[Object location annotation data]
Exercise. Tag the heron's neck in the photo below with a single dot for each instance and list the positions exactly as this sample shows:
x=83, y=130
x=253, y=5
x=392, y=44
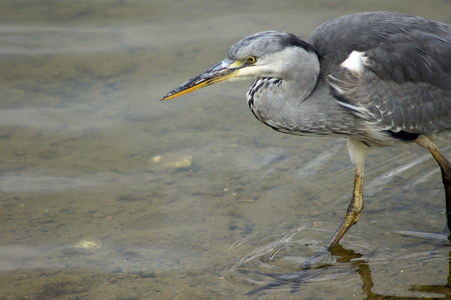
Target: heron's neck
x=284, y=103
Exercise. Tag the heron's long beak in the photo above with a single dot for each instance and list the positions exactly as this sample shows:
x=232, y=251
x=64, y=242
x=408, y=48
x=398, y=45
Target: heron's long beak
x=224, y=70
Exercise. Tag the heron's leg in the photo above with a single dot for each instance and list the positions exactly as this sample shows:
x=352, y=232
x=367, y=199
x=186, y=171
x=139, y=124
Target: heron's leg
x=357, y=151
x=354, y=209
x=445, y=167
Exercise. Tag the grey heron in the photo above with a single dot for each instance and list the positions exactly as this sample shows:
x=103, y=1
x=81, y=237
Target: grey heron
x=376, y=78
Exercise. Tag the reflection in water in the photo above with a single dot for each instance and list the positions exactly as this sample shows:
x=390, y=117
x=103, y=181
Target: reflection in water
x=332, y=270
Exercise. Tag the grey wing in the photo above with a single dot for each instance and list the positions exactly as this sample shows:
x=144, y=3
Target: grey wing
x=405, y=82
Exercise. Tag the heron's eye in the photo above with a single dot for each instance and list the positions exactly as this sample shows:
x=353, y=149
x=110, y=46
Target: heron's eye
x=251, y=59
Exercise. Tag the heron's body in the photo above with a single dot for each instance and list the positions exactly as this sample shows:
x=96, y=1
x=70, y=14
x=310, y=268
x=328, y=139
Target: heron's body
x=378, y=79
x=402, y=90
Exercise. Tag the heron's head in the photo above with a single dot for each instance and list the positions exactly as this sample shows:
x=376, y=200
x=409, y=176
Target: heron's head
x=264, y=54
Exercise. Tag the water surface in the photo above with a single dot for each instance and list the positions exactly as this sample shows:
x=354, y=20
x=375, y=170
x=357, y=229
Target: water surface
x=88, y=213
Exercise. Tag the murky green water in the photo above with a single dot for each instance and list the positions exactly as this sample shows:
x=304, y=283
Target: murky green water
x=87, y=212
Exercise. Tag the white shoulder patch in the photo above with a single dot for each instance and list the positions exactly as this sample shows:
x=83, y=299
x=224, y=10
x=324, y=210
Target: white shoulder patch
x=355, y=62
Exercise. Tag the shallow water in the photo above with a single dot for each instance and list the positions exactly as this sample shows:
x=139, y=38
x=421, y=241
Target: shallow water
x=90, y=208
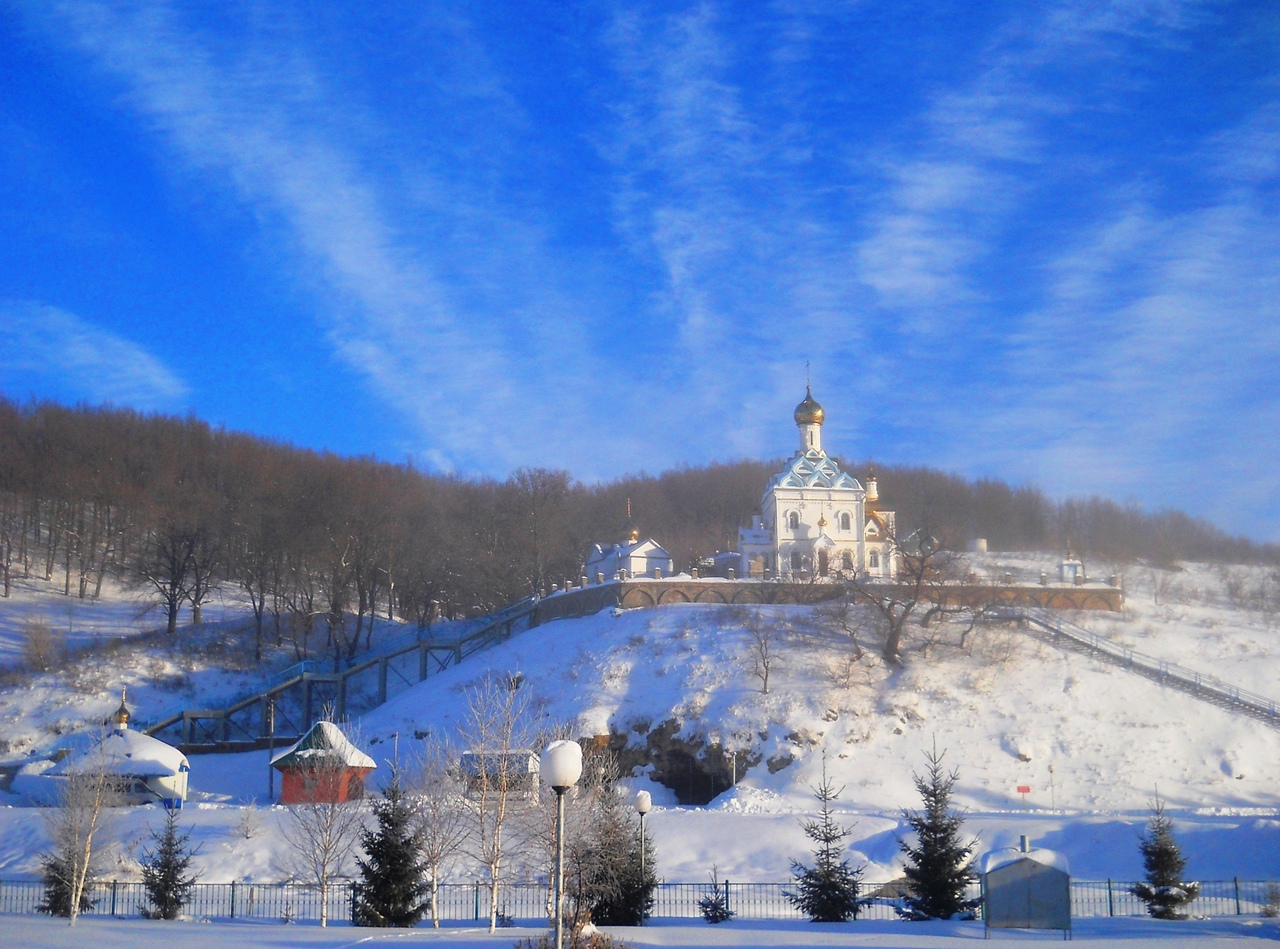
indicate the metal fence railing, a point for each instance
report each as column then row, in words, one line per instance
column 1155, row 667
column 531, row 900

---

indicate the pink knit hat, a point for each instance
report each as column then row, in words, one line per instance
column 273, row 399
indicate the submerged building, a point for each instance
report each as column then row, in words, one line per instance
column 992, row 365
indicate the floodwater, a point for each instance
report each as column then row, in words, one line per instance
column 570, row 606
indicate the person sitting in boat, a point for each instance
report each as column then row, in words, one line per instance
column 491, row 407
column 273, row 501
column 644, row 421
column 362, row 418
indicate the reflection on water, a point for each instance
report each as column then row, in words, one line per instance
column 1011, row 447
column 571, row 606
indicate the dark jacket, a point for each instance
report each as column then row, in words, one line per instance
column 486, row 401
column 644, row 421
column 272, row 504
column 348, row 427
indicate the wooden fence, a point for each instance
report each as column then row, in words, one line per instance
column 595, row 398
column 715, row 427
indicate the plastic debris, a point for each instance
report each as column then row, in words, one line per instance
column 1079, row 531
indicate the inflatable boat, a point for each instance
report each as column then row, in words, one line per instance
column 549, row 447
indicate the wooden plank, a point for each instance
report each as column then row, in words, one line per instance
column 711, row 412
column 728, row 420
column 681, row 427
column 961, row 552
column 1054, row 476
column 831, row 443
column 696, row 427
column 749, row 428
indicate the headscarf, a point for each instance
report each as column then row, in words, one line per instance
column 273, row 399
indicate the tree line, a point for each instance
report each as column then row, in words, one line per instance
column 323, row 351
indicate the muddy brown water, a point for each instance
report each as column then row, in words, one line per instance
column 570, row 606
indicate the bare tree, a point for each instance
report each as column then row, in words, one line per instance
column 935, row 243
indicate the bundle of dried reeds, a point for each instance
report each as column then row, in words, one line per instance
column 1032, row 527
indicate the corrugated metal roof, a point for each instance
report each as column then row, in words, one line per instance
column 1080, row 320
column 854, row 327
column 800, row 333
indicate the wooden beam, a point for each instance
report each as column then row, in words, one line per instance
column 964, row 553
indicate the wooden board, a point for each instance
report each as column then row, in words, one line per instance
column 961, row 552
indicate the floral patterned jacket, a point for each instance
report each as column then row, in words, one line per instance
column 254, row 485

* _WHAT TO DO_: Copy out the items above word for word, starting at the line containing "indicate the person" and ending at the line containing "column 362, row 418", with both of those lines included.

* _ANSWER TO THIS PROBLEM_:
indicate the person sitting in boat, a point for each instance
report each as column then row, in words, one line per instance
column 491, row 407
column 273, row 501
column 644, row 421
column 362, row 418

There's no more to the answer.